§ Task description
Please set down only the lines below starting with the line with "of the pink" and going on through the line with "x=222 y=107", verbatim and without pictures.

Items from a data source
····················
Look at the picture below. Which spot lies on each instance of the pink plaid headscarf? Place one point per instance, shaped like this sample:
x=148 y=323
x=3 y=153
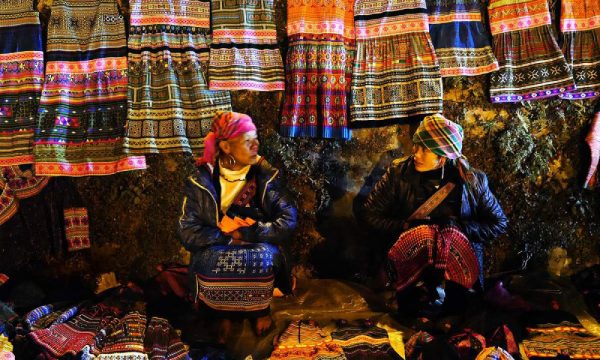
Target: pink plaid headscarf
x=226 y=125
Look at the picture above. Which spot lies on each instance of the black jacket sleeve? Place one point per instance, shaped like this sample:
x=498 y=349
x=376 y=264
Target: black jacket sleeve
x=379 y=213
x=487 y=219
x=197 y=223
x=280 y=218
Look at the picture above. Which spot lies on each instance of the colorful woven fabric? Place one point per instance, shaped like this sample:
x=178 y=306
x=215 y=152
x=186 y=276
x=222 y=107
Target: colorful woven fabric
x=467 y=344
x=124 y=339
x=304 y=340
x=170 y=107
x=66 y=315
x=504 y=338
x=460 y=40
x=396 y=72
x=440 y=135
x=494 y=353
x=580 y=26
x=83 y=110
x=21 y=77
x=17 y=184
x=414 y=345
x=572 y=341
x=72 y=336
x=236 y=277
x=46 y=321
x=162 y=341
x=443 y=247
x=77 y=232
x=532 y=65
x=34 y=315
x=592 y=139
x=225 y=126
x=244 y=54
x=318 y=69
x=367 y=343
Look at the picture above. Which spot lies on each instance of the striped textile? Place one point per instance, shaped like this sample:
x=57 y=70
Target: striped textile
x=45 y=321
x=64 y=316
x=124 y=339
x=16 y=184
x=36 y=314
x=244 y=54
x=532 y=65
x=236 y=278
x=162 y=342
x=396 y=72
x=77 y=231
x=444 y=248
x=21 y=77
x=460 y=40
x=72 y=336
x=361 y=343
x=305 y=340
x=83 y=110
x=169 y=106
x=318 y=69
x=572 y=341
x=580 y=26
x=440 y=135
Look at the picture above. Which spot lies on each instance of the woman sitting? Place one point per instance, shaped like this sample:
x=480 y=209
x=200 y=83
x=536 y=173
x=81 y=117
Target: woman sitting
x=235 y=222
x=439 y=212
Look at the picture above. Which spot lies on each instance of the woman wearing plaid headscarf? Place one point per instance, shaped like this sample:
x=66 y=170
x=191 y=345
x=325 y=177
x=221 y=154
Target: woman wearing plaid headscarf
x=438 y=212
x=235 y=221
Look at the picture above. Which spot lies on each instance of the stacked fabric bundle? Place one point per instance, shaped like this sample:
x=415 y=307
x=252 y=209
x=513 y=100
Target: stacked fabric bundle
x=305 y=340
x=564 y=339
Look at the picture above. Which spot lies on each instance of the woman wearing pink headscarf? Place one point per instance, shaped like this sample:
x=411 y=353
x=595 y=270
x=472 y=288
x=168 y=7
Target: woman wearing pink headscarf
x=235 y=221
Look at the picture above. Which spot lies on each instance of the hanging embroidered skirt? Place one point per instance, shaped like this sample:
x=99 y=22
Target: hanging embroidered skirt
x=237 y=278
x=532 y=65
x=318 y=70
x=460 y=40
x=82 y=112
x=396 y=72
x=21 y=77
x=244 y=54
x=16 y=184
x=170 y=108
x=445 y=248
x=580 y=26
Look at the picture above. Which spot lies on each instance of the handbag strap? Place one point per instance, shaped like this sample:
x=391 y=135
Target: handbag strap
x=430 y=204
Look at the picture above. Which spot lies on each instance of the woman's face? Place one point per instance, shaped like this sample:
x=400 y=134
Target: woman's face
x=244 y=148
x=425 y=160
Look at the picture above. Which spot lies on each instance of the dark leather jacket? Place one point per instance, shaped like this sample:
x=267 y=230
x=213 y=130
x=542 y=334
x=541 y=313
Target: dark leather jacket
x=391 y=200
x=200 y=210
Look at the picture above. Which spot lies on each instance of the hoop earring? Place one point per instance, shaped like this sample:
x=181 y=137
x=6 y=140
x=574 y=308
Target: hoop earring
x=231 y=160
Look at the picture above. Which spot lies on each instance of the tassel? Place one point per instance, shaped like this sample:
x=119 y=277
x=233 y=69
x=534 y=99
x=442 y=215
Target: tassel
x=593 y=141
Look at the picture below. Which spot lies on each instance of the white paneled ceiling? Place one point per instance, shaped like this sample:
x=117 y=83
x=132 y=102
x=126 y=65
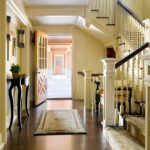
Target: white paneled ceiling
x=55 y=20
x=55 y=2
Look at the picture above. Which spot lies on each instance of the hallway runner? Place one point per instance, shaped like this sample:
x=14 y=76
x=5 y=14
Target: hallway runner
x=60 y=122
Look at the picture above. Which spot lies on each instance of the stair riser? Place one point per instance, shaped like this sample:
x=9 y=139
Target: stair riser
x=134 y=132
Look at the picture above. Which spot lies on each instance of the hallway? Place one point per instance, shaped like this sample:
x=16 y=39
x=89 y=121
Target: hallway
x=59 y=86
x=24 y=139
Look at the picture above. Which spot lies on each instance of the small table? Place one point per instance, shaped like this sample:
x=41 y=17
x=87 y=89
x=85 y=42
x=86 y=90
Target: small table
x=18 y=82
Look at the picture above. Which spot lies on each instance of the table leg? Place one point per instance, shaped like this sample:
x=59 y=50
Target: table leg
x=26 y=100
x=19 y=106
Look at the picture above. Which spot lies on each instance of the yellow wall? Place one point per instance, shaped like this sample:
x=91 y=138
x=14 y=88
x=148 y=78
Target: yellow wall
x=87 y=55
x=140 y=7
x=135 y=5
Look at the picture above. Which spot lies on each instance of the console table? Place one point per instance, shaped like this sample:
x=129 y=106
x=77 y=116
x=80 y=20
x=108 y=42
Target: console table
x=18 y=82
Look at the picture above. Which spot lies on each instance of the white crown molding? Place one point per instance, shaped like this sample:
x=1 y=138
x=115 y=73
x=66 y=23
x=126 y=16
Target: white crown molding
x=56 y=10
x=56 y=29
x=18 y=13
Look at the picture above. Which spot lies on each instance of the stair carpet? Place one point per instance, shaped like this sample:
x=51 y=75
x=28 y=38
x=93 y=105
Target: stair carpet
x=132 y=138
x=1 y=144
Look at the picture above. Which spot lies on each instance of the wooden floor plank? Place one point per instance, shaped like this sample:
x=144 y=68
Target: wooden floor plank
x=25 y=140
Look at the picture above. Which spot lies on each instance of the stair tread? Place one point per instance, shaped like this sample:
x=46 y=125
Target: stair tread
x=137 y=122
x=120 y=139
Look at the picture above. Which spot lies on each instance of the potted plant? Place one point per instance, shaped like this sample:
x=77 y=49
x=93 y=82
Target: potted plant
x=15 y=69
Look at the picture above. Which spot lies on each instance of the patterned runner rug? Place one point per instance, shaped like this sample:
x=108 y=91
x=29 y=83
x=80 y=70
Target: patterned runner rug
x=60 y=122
····················
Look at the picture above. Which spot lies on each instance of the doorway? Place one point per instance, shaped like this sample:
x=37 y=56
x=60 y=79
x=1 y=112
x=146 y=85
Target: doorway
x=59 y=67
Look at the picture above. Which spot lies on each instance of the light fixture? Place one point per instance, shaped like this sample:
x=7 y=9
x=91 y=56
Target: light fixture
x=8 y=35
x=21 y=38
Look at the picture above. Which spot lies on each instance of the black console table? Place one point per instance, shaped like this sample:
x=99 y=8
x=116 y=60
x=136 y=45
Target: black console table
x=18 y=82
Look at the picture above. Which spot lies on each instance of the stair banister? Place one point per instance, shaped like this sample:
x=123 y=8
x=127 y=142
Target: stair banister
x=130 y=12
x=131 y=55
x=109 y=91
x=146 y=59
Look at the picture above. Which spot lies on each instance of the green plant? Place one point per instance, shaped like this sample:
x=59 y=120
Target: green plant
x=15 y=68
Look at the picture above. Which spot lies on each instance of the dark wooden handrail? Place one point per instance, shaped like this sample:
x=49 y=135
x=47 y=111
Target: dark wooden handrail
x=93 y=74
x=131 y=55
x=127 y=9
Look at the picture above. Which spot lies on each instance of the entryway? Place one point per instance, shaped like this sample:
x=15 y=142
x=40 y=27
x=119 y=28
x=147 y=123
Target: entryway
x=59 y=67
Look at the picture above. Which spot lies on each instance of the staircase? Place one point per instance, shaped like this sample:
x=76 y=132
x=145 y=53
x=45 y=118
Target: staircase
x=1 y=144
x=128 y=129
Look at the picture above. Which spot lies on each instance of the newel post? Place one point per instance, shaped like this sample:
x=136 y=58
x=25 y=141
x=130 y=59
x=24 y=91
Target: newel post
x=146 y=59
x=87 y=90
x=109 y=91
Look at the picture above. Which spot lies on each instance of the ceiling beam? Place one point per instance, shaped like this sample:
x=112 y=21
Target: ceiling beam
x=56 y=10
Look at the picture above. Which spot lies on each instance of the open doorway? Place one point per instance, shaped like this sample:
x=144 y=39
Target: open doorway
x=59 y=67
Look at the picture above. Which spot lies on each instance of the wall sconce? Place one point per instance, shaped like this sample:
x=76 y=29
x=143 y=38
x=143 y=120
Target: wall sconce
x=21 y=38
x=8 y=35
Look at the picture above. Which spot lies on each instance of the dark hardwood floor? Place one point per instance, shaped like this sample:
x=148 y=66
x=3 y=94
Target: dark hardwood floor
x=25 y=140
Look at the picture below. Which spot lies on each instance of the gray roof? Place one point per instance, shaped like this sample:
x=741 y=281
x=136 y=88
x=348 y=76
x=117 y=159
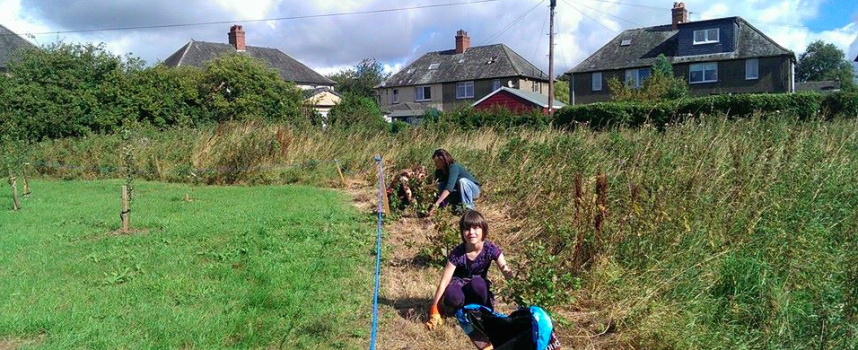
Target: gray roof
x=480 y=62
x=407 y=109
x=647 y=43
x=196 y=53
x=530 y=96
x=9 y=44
····················
§ Written answer
Look at the picture below. Which spot lies on each instance of the pink plaid headscarf? Place one point per instance, shaped like this sample:
x=148 y=323
x=3 y=153
Target: pink plaid headscarf
x=226 y=125
Look at the picture above. Which spot lies on each instance of the black jacket sleeve? Place one point per instance, shaped like this sample:
x=498 y=349
x=376 y=264
Target: black jacket sleeve
x=379 y=213
x=487 y=219
x=197 y=223
x=280 y=218
Look at the picture above. Which spot lies on each instance of the colorful woven fabric? Place one point per instance, shaped like this sample:
x=178 y=306
x=215 y=152
x=186 y=276
x=222 y=107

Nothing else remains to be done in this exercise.